_EXERCISE PROMPT_
Can you continue the passage below on ribosomal proteins and seed ageing, starting right after its final sentence?

_PAGE EXCERPT_
[Start of section]

In some organisms, including plants, ribosomal protein (r-protein) families have numerous paralogous members (Barakat et al., 2001; Carroll et al., 2008; Carroll, 2013; Hummel et al., 2015). One hypothesis concerning this r-protein diversity is that the r-protein paralogues can impart to the translational machinery selectivity regarding which mRNAs are preferentially translated (Hummel et al., 2015), constituting a so-called ‘ribosome filter’ (Mauro and Edelman, 2002). Indeed, such are the subtleties of r-protein paralogue alterations to the ribosome, influencing the preference of the ribosome for translating specific mRNAs, that, in yeast, paralogues of the LARGE SUBUNIT RIBOSOMAL PROTEIN1 (RPL1; a or b), although identical in amino acid sequence, somehow dramatically bias the mRNA species translated by the ribosomes containing one or the other RPL1 paralogue (Segev and Gerst, 2018). Despite this redundancy, many genes encoding r-proteins belonging to cytoplasmic, mitochondrial (Tzafrir et al., 2004; Zhang et al., 2015; Robles and Quesada, 2017), as well as plastidal (Tsugeki et al., 1996; Gong et al., 2013) ribosomes are known to be lethal when mutated (Lloyd and Meinke, 2012). As our sophistication regarding translation during germination increases, the identities of r-protein paralogues, and their post-translational modifications (Carroll, 2013; Sanchez-de-Jimenez et al., 1997), that are crucial to selective translation at various stages of germination, may be revealed to be absolutely required for the recovery from quiescence and the completion of seed germination (Galland et al., 2014; Basbouss-Serhal et al., 2015; Galland and Rajjou, 2015; Bai et al., 2017). In this vein, it should be noted that some of the first transcripts to be translated following imbibition, are those in the stored transcriptome encoding ribosomal proteins (Beltran-Pena et al., 1995; Tatematsu et al., 2008; Weitbrecht et al., 2011) prioritizing the replacement of critical translational capacity with what might be the last functional translation of which the rehydrated, aged ribosome is capable! This is entirely consistent with the tenets of Job's rule.

The r-proteins are only one of seven different categories listed as crucial for translation (Grosjean et al., 2014). In studies of aged seeds, certain members of Categories 3 and 7, (translation factors; initiation and elongation factors, chaperonins) have been documented to decline in abundance as ageing progresses (Min et al., 2017; Wang et al., 2012). The distinction to be made here is that the studies indicating that Category 3 and 7 proteins declined in abundance were conducted using hydrated seeds exposed to high temperatures (accelerated ageing conditions) which may or may not reflect the dynamics of protein destabilization under natural ageing conditions (Schwember and Bradford, 2010).

[End of section]

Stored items
[Start of section]

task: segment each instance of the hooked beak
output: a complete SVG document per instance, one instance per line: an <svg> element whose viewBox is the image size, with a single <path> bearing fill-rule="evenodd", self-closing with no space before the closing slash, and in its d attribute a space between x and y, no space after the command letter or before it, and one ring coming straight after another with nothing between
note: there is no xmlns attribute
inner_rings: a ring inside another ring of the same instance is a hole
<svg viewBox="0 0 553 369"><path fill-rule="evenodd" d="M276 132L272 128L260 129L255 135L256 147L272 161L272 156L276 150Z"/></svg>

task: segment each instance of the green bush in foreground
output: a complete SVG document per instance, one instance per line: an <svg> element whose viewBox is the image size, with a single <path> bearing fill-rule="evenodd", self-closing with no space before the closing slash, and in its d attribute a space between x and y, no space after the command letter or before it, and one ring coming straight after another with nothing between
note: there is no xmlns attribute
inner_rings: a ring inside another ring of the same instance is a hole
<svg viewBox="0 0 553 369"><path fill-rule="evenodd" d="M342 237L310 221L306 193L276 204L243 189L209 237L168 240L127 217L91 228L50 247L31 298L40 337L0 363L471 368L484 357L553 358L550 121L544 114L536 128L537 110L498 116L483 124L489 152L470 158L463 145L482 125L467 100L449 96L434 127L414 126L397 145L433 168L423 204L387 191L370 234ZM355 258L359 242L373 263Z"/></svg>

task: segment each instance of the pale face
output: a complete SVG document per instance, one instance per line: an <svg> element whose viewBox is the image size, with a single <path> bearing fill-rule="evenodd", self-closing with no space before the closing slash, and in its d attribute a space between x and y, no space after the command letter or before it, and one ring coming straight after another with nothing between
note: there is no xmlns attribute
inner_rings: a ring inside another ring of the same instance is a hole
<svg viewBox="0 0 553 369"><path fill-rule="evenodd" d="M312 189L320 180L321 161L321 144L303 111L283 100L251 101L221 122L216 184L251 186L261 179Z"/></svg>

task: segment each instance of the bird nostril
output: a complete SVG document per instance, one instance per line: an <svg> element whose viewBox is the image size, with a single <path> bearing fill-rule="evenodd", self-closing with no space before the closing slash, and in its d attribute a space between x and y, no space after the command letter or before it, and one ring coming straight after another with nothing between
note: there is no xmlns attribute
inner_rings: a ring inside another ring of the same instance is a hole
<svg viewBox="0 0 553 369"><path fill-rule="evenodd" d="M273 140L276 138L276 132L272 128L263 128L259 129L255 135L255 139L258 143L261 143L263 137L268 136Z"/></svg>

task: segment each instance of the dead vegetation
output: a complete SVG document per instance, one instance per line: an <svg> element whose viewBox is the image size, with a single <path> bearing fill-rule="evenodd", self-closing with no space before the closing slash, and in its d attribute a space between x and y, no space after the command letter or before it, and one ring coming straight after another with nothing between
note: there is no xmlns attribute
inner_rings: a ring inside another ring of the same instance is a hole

[End of section]

_RESULT_
Protection: Proteins involved in translation may be protected from oxidation in the quiescent seed

Oxidation is a stress assailing the components of cells of the seed to which lipids, nucleic acids and proteins are all susceptible (El-Maarouf-Bouteau et al., 2013). The reactive oxygen species (ROS) are also potent signalling molecules. Hence the hydrated cell must permit sufficient ROS generation to fulfil relevant signalling while dampening ROS quantities below a threshold where cellular constituents are damaged by them (Bailly et al., 2008) and the hydrated cell employs a plethora of mechanisms to establish and maintain redox balance (Apel and Hirt, 2004). The sulfur-containing amino acids (AAs; cysteine and methionine) are prone to oxidation (Levine et al., 2000). Both of these oxidations, proceeding no further than cysteine sulfenic acid or methionine sulfoxide, respectively, are repairable by enzymatic reduction (Tarrago et al., 2009; Meyer et al., 2012; Akter et al., 2015; Waszczak et al., 2015) and even cysteine sulfinic acid is reversible in some cellular compartments (Rey et al., 2007). Other AAs (proline, histidine, lysine, arginine, tyrosine and tryptophan) are also subject to oxidation but, to date, no reductive repair mechanism for these has been identified (Rinalducci et al., 2008; Sweetlove and Moller, 2009). Some proteins in cell-free extracts from desiccated seeds appear to be preferentially oxidized; this damage occurring to these specific proteins at frequencies far surpasses their proportionate abundance in the cell (Oracz et al., 2007; El-Maarouf-Bouteau et al., 2013). This oxidation is presumed to have occurred during the sojourn of the seed in the dehydrated state (Gao et al., 2013) although it is impossible to emphatically state that the oxidation does not take place immediately upon addition of aqueous buffer used to extract the proteins from the desiccated seed, an ubiquitous caveat dogging most assays of dehydrated tissues. Nevertheless, in support of Job's rule, of those proteins identified as preferentially oxidized from desiccated seed, only one is involved in translation (eukaryotic ELONGATION FACTOR2 [eEF2]; Category 7; Job et al., 2005; Oracz et al., 2007) and its oxidation in dry seeds is associated with dormancy alleviation in Helianthus annuus L. (sunflower), stimulating the completion of germination upon subsequent hydration, constituting a time-dependent signal eliciting a specific event (dormancy alleviation), rather than random protein damage.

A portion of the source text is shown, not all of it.